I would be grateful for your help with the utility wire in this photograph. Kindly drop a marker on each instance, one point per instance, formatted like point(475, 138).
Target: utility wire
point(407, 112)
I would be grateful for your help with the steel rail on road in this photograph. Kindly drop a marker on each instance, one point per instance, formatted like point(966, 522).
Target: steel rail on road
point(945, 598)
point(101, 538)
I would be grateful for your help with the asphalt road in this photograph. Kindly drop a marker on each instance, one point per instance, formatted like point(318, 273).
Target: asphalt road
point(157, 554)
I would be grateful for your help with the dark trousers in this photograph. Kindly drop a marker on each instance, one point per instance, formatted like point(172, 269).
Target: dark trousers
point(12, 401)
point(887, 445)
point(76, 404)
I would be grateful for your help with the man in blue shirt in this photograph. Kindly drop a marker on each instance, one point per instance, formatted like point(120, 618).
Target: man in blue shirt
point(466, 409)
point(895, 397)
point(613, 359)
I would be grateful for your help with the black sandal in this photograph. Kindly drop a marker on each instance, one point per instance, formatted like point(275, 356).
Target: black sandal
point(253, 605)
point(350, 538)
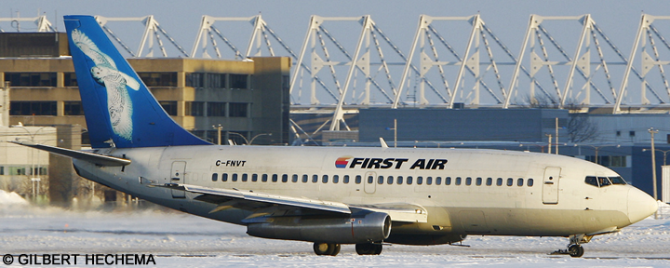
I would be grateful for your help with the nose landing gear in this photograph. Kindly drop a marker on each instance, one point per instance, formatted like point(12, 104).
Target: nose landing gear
point(575, 249)
point(326, 249)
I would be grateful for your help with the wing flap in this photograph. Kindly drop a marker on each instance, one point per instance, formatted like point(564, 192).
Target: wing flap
point(97, 159)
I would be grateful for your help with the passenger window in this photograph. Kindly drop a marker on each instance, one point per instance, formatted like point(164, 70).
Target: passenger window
point(604, 181)
point(618, 180)
point(591, 180)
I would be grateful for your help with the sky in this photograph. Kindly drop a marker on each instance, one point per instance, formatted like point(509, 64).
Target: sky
point(398, 19)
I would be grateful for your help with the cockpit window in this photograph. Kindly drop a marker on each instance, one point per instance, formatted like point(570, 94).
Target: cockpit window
point(604, 181)
point(618, 180)
point(591, 180)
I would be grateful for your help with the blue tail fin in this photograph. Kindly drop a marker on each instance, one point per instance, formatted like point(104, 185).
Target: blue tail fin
point(118, 106)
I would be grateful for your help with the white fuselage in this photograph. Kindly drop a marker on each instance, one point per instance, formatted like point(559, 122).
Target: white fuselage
point(558, 203)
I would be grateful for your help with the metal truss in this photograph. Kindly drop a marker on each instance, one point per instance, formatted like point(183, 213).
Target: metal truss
point(538, 41)
point(368, 47)
point(650, 59)
point(428, 40)
point(152, 33)
point(43, 24)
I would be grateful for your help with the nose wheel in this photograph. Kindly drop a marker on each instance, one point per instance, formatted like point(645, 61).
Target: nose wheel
point(575, 248)
point(575, 251)
point(326, 249)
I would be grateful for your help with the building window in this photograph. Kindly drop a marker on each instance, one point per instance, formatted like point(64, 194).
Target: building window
point(239, 81)
point(31, 79)
point(237, 109)
point(32, 108)
point(70, 80)
point(195, 80)
point(159, 79)
point(194, 108)
point(216, 80)
point(216, 109)
point(73, 108)
point(170, 107)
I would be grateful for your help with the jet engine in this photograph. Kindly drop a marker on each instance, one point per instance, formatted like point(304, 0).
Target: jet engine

- **Exercise description**: Copy every row above word for word, leaving out the pictures.

- **Answer to this problem**:
I would be grateful for your help with the utility wire in this photograph. Kindly drop a marker on each instance, one point per instance, formatted like point(475, 138).
Target: utility wire
point(407, 112)
I would be grateful for your help with the steel rail on road in this photograph. Kindly drop a marker on each instance, one point per instance, formatted like point(966, 522).
Target: steel rail on road
point(945, 598)
point(101, 538)
I would be grateful for your help with the asphalt road in this photograph. Kindly drop a marker on each instance, one point per instance, formatted like point(318, 273).
Target: asphalt road
point(157, 554)
I would be grateful for your help with the dark trousers in this photograph. Kindly drop a marker on each instance, one point per instance, formatted like point(172, 269).
Target: dark trousers
point(12, 401)
point(887, 445)
point(76, 404)
I would be grateful for your help with the man in blue shirt in this photograph. Kindly drop a marker on each instance, one point per instance, formatted like point(120, 618).
Target: man in blue shirt
point(466, 409)
point(895, 397)
point(613, 359)
I would be grateful for your help with the black sandal in this photograph. Kindly drop a marker on each instance, one point per instance, formatted like point(275, 356).
Target: black sandal
point(253, 605)
point(350, 538)
I would be grateful for your help with the nose landing gear in this photograph. Kindly drop a marker on each instance, one point per instance, formatted like point(12, 104).
Target: nose landing gear
point(575, 249)
point(326, 249)
I would be grateful for your help with the wing flap in this photograph. Kindly drop a marker on each instance, one point per instance, formatted like point(564, 192).
Target: wing flap
point(97, 159)
I would be grateful for your help with the passenger window in this photograph. Kindly drop a marker on each instance, one point per instance, formatted like point(164, 70).
Target: passenger window
point(604, 181)
point(618, 180)
point(591, 180)
I would be grateful for your help with the sky in this photograph. Kindly drop a marker on each instance, one point per instance, formatted like point(509, 64).
Target: sky
point(398, 19)
I would be grateful for your help with the cockpit window in this photograph. Kindly drop a marker on each instance, one point per instance, formatted like point(570, 94).
Target: cockpit window
point(604, 181)
point(618, 180)
point(591, 180)
I would be grateful for your help with the blue tail fin in this photograph. Kindly drop a marker on each instance, one point per instance, formatted like point(104, 185).
Target: blue tail fin
point(118, 106)
I would be grateful for your help with the white fuselage in this photograph. Kindly drop a marker on each instance, one point per instance, formatted like point(559, 122).
Target: white fuselage
point(558, 203)
I would be grateful for your help with the metal truss in this photograph. Kindly drop a marker on each instance, one point per instance, formatted like point(183, 213).
Target: metal truss
point(538, 41)
point(368, 47)
point(650, 59)
point(428, 40)
point(152, 33)
point(43, 24)
I would be grateful for your help with the nose wheel in this photograph. Kindly drop a marker on each instance, one point per instance, formatted like point(645, 61).
Target: nose wheel
point(575, 248)
point(575, 251)
point(326, 249)
I would be grateful for your help with the building window in this photograph. Kindly drop a marker on each instance, one point per instance, formatted like point(64, 194).
Target: building window
point(239, 81)
point(31, 79)
point(237, 109)
point(32, 108)
point(70, 80)
point(195, 80)
point(159, 79)
point(194, 108)
point(216, 80)
point(216, 109)
point(73, 108)
point(170, 107)
I would be grateful for your help with the jet engine in this photograph. Kindly drop a marker on each instance, one point per instance, formatted like point(304, 0).
Target: jet engine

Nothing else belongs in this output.